(Given data Opens)

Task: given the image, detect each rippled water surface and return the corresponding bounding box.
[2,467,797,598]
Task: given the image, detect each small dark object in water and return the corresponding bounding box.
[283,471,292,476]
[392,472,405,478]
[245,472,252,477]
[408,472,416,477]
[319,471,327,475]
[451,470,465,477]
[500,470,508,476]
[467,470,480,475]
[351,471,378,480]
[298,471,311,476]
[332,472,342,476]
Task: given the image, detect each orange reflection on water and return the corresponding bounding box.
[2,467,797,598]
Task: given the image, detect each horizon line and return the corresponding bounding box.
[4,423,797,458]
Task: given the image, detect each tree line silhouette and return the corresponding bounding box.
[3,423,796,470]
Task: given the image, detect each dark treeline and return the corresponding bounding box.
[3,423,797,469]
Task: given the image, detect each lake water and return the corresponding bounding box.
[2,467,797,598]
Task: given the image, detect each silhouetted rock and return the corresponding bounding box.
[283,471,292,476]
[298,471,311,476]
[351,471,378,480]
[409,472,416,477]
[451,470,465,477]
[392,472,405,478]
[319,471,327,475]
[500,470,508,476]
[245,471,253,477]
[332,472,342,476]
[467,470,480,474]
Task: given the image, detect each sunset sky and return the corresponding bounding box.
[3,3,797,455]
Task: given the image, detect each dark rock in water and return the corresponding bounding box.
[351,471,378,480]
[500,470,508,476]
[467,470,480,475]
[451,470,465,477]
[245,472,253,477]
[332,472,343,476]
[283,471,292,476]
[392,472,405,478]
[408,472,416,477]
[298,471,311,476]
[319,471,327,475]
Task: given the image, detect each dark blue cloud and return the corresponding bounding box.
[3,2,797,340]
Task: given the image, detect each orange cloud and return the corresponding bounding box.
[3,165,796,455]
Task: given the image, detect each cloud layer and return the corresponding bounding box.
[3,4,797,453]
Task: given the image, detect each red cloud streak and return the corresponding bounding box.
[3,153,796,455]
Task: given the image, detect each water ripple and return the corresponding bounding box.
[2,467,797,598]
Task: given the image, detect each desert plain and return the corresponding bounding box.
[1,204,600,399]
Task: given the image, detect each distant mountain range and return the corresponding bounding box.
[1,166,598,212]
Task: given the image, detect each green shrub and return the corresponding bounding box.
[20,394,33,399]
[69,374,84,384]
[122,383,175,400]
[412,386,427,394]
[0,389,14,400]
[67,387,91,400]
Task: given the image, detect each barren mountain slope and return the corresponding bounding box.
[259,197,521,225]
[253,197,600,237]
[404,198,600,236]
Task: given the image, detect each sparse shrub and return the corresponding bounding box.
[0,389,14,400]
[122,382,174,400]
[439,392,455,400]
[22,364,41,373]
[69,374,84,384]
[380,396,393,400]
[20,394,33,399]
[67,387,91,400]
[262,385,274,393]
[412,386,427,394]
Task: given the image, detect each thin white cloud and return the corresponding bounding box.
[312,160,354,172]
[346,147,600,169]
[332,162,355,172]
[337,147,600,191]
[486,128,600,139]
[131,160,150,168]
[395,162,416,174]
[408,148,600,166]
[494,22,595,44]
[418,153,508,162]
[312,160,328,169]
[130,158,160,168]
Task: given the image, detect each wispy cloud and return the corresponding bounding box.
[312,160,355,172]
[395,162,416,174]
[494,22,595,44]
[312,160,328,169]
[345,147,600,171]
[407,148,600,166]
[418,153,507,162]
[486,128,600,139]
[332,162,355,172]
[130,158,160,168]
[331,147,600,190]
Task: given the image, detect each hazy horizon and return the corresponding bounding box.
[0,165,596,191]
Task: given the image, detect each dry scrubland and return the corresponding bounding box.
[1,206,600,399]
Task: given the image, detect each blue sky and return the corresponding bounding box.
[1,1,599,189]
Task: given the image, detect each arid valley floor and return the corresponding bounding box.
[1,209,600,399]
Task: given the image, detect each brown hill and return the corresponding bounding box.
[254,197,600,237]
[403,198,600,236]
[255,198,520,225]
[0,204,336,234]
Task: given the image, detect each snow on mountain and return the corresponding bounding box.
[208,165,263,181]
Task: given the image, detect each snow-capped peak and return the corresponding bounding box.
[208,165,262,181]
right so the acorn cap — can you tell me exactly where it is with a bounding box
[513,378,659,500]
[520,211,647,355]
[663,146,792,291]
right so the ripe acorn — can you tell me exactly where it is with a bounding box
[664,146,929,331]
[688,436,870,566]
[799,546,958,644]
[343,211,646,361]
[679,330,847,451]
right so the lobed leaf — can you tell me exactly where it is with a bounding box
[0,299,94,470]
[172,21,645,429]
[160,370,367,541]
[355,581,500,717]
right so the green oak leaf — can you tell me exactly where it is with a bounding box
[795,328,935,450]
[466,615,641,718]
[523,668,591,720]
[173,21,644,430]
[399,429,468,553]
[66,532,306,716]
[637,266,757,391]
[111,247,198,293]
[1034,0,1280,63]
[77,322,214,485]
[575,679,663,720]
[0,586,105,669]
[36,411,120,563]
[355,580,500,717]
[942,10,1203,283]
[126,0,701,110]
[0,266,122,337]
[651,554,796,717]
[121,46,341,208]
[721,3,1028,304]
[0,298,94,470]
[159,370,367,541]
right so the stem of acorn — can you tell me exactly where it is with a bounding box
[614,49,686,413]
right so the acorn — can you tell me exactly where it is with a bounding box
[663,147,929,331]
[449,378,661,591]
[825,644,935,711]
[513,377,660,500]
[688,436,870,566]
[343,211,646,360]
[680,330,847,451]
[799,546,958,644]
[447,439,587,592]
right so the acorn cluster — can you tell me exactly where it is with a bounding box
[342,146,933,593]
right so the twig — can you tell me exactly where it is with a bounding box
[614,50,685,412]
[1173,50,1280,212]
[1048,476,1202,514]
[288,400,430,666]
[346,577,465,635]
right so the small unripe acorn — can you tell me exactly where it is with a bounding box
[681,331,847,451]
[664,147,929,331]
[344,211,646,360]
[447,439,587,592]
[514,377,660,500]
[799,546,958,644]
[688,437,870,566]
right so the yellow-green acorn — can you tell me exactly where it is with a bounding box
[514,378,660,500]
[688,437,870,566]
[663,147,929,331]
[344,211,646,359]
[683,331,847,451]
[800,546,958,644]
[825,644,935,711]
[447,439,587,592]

(Given data Closes)

■ Task description:
What is wanted is the complete set of entries, returned verbatim.

■ Result below:
Task: given the image, detect each rippled water surface and return the corresponding bounding box.
[2,467,797,598]
Task: given the image, detect each small dark object in water and return the corresponding bounding box.
[283,471,292,476]
[392,472,405,478]
[245,472,252,477]
[408,472,416,477]
[319,471,327,475]
[451,470,465,477]
[500,470,508,476]
[467,470,480,475]
[351,471,378,480]
[298,471,311,476]
[332,472,342,476]
Task: given the image, detect each orange reflection on water and return the corresponding bounding box.
[2,467,797,598]
Task: given the image, detect each horizon line and return the corresponding bounding box.
[4,423,797,458]
Task: given the image, detect each tree line silhouette and return the corresponding bounding box.
[3,423,796,470]
Task: given the image, detect each dark treeline and return the corresponding bounding box.
[3,423,797,469]
Task: given the image, detect each lake water and return the corresponding bounding box.
[2,467,797,598]
Task: given the image, detect each silhouetted rock and return the corresponding bounding box.
[283,471,292,476]
[298,471,311,476]
[351,471,378,480]
[409,472,416,477]
[451,470,465,477]
[392,472,405,478]
[319,471,327,475]
[500,470,508,476]
[245,471,253,477]
[332,472,342,476]
[467,470,480,474]
Task: given the image, detect each sunset sky and return the corresponding bounding box.
[3,3,797,455]
Task: given the image, detect each dark rock in water and return the corresponding bounding box.
[351,471,378,480]
[500,470,508,476]
[467,470,480,475]
[451,470,465,477]
[245,472,253,477]
[332,472,343,476]
[283,471,292,476]
[392,472,405,478]
[408,472,416,477]
[298,471,311,476]
[319,471,327,475]
Task: given the image, detect each dark blue cloud and return the corresponding bounding box.
[3,2,797,340]
Task: given the image, detect each orange cloud and return the corresponding bounding box.
[3,165,796,455]
Task: given the image, detect each cloud layer and return the corresponding bounding box.
[3,4,797,453]
Task: given the image, detect each red cloud streak and return the corresponding bounding box.
[3,153,796,455]
Task: given the image, detect each water ripple and return the corresponding bounding box.
[2,467,797,598]
Task: given the image, detect each desert plain and return the corresponding bounding box.
[1,204,600,399]
Task: given the image, detect each distant mountain range and return the corresponding bounding box.
[1,166,598,212]
Task: given the image, detect each green shrub and return the corresponding bounding box.
[20,394,33,399]
[69,374,84,384]
[122,383,175,400]
[412,386,427,394]
[0,389,14,400]
[67,387,91,400]
Task: given the image, detect each barren mountain slope and return the corresponding bounding box.
[259,197,521,225]
[253,197,600,237]
[404,198,600,236]
Task: given the image, detect each sparse shrub and return the corresponding bounding box.
[0,389,14,400]
[122,382,174,400]
[439,392,455,400]
[22,364,41,373]
[69,374,84,384]
[380,396,393,400]
[20,394,33,399]
[67,387,91,400]
[262,385,274,393]
[412,386,427,394]
Task: given the image, detect each thin white cloud and return the corresponding bounding box.
[312,160,354,172]
[346,147,600,169]
[332,162,355,172]
[337,147,600,191]
[486,128,600,139]
[131,160,150,168]
[395,162,416,174]
[408,148,600,166]
[494,22,595,44]
[418,153,508,162]
[312,160,328,169]
[130,158,160,168]
Task: given the image, detect each wispy cloud and return the corresponding bounding box.
[312,160,355,172]
[395,162,416,174]
[494,22,595,44]
[312,160,328,169]
[345,147,600,171]
[407,148,600,166]
[418,153,507,162]
[486,128,600,139]
[332,162,355,172]
[130,158,160,168]
[331,147,600,190]
Task: given the image, detect each hazy horizon and return the corresponding bounding box.
[0,165,596,191]
Task: given the image, detect each dry scrubland and return the corresponding bounding box.
[1,206,600,399]
Task: given the image, detect each blue sky and return the corresponding bounding box.
[1,1,599,189]
Task: given the image, detect each arid valley floor and return the corresponding bounding box.
[1,209,600,399]
Task: given the image, detect each brown hill and return the corresponding bounding box.
[254,197,600,237]
[403,198,600,236]
[255,198,520,225]
[0,204,336,234]
Task: given the image, detect each snow on mountain and return the corresponding bounding box.
[208,165,263,181]
Task: given the image, detect each snow-capped peak and return the corresponding bounding box.
[208,165,262,181]
right so the acorn cap — can you tell me exactly where it is with a bounding box
[513,378,659,500]
[520,211,647,355]
[663,146,792,291]
right so the ripe acorn — can you tell me exactly where it is with a bounding box
[664,146,929,331]
[688,436,870,566]
[799,546,958,644]
[343,211,646,361]
[679,330,847,451]
right so the lobed leaf — can you tell me exactly where it is with a bounding box
[0,299,94,470]
[172,21,645,429]
[160,370,367,541]
[355,581,500,717]
right so the green oak leaf — can you tell me exactly where it is with a bounding box
[795,328,935,450]
[466,615,641,718]
[523,668,591,720]
[173,21,644,430]
[399,429,468,553]
[66,532,306,716]
[637,266,757,391]
[111,247,198,293]
[1034,0,1280,63]
[77,322,214,485]
[575,679,663,720]
[0,586,105,669]
[36,411,120,563]
[355,580,500,717]
[942,10,1203,283]
[126,0,701,110]
[0,266,122,337]
[651,554,796,717]
[121,46,341,208]
[721,3,1028,304]
[0,298,94,470]
[159,370,367,541]
right so the stem of acorn — can you tell me exactly where it is with a bounding box
[614,49,686,413]
right so the acorn — can you tell me exactly where it is with a bounding box
[663,147,929,331]
[449,378,661,591]
[825,644,935,711]
[513,377,660,500]
[688,436,870,566]
[343,211,646,360]
[680,330,847,451]
[799,546,958,644]
[447,439,587,592]
right so the acorn cluster — can you tell me exactly where it is with a bounding box
[342,146,933,593]
right so the twig — can you tell me exactly where it is with a bounding box
[614,50,685,412]
[1173,50,1280,212]
[1048,476,1202,514]
[288,400,430,666]
[346,577,465,635]
right so the small unripe acorn — can you tell me exactly where it is with a bounding box
[681,331,847,451]
[664,147,929,331]
[344,211,646,360]
[447,439,587,592]
[514,377,660,500]
[799,546,958,644]
[688,437,870,566]
right so the yellow-green acorn — can you tell me exactly where it is with a bounding box
[514,378,660,500]
[688,437,870,566]
[663,147,929,331]
[344,211,646,359]
[683,331,847,451]
[800,546,958,644]
[825,644,935,711]
[447,439,587,592]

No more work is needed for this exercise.